**Provided passage**
»»

GT 4.0 GridFTP : Developer's Guide

1. Introduction

This guide contains information of interest to developers working with GridFTP. It provides reference information for application developers, including APIs, architecture, procedures for using the APIs and code samples.

2. Before you begin

2.1. Feature summary

Features new in GT 4.0

  • A new, complete reimplementation of the server.
  • Support for striping.
  • This new implementation will greatly ease new feature additions and modifications of the server (new commands, new data sources such as mass storage devices, etc.), maintainability, and resolves a licensing issue that was discovered.

Features that continue to be supported from previous versions

  • GSI security: This is the PKI based, de facto standard security system used in Grid applications. Kerberos is also possible but is not supported and can be difficult to use due to divergence in the capabilities of GSI and Kerberos.
  • Third-party transfers: Very common in Grid applications, this is where a client mediates a transfer between two servers (both likely at remote sites) rather than between the server and itself (called a client/server transfer).
  • Partial file access: Regions of a file may be accessed by specifying an offset into the file and the length of the block desired.
  • Reliability/restart: The receiving server periodically (the default is 5 seconds, but this can be changed) sends “restart markers” to the client. This marker is a messages specifying what bytes have been successfully written to the disk. If the transfer fails, the client may restart the transfer and provide these markers (or an aggregated equivalent marker), and the transfer will pick up where it left off. This can include “holes” in the file.
  • Large file support: All file sizes, lengths, and offsets are 64 bits in length.
  • Data channel reuse: Data channel can be held open and reused if the next transfer has the same source, destination, and credentials. This saves the time of connection establishment, authentication, and delegation. This can be a huge performance difference when moving lots of small files.
  • Integrated instrumentation (Performance Markers).
  • Logging/audit trail (Extensive Logging in the server).
  • Parallel transfers (Multiple TCP streams between a pair of hosts).
  • TCP Buffer size control (Protocol supports Manual and Automatic; Only Manual Implemented).
  • Server-side computation (Extended Retrieve (ERET) / Extended Store (ESTO) commands).
  • Based on Standards: RFC 959, RFC 2228, RFC 2389, IETF Draft MLST-16 , GGF GFD.020.

««

**Recorded information**
»»

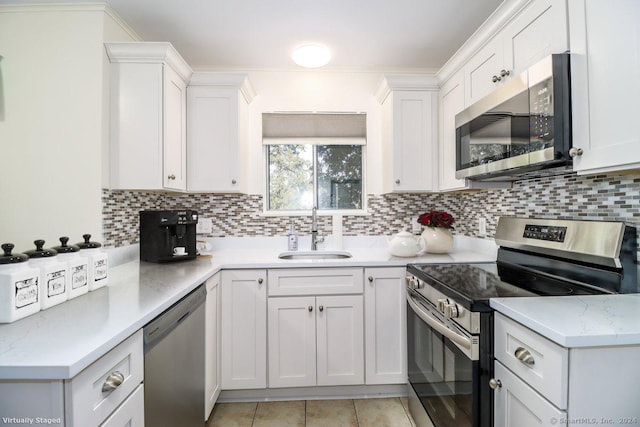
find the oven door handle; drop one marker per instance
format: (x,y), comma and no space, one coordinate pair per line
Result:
(439,327)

««

**Short exercise 1**
From the GridFTP developer's guide, reproduce everything from "Features new in" down to "that was discovered.".
**Short exercise 2**
According to the GridFTP developer's guide, how often does the receiving server send restart markers to the client by default?

**Expected output 1**
Features new in GT 4.0

  • A new, complete reimplementation of the server.
  • Support for striping.
  • This new implementation will greatly ease new feature additions and modifications of the server (new commands, new data sources such as mass storage devices, etc.), maintainability, and resolves a licensing issue that was discovered.

**Expected output 2**
Every 5 seconds.